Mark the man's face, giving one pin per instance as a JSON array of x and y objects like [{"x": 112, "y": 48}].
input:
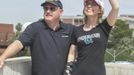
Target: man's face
[{"x": 52, "y": 12}]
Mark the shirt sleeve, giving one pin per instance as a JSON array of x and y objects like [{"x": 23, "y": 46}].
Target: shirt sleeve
[
  {"x": 27, "y": 36},
  {"x": 106, "y": 27}
]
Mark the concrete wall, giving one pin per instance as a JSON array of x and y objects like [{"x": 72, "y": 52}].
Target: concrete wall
[{"x": 22, "y": 66}]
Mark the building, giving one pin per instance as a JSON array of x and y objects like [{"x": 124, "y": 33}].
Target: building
[{"x": 6, "y": 35}]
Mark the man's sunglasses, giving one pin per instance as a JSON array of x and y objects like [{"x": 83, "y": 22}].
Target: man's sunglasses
[{"x": 51, "y": 8}]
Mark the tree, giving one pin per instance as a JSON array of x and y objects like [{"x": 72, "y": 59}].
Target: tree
[
  {"x": 120, "y": 45},
  {"x": 17, "y": 35}
]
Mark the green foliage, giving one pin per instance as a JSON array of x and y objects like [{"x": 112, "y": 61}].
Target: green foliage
[
  {"x": 23, "y": 52},
  {"x": 121, "y": 44}
]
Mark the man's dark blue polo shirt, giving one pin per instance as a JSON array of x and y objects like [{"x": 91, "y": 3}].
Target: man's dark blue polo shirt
[{"x": 49, "y": 48}]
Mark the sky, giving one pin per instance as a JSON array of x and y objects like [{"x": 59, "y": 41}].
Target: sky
[{"x": 22, "y": 11}]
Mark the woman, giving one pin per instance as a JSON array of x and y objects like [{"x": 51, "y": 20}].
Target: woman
[{"x": 91, "y": 38}]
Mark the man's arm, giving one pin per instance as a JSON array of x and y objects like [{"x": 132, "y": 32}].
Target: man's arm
[{"x": 11, "y": 50}]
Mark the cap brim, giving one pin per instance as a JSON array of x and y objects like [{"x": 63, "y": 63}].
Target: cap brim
[{"x": 43, "y": 4}]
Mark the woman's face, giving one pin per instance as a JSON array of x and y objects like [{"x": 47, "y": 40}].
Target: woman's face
[{"x": 91, "y": 8}]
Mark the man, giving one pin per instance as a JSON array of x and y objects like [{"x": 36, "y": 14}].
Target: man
[{"x": 49, "y": 41}]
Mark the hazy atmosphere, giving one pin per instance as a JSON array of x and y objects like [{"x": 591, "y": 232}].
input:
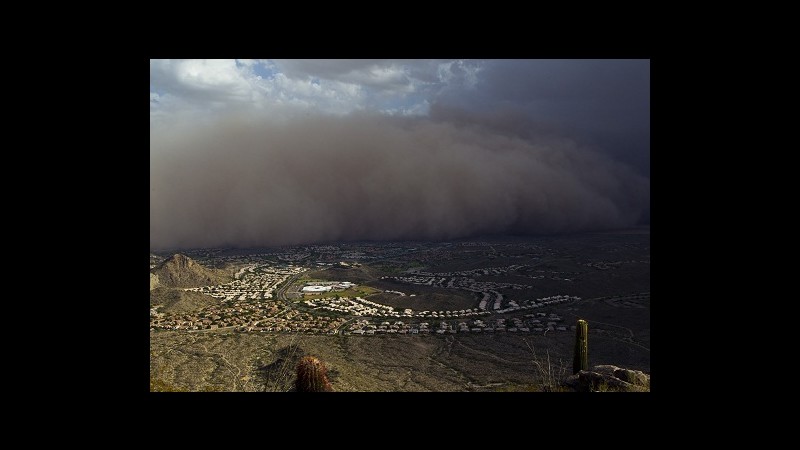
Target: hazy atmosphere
[{"x": 271, "y": 152}]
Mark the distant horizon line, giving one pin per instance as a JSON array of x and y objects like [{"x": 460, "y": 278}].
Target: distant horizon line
[{"x": 637, "y": 229}]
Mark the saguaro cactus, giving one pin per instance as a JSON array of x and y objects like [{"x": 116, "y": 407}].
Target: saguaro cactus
[
  {"x": 581, "y": 357},
  {"x": 312, "y": 376}
]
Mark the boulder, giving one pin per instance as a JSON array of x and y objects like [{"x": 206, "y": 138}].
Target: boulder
[{"x": 609, "y": 378}]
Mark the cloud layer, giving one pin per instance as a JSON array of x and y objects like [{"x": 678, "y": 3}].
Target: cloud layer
[{"x": 313, "y": 178}]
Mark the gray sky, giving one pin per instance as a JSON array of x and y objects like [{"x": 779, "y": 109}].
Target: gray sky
[{"x": 264, "y": 152}]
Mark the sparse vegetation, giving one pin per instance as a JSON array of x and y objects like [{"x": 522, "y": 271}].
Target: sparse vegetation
[
  {"x": 581, "y": 354},
  {"x": 312, "y": 376}
]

-*-*-

→ **Assignment**:
Only the lines from the start of the material through the line containing "Mark the shirt" should be transcribed. Pictures stay out.

→ **Result of the task**:
Mark the man's face, giving one pin per instance as a JSON array of x and y objects like [{"x": 112, "y": 48}].
input:
Target: man's face
[{"x": 52, "y": 12}]
Mark the shirt sleeve, giving one pin per instance as a JSON array of x and y objects like [{"x": 23, "y": 46}].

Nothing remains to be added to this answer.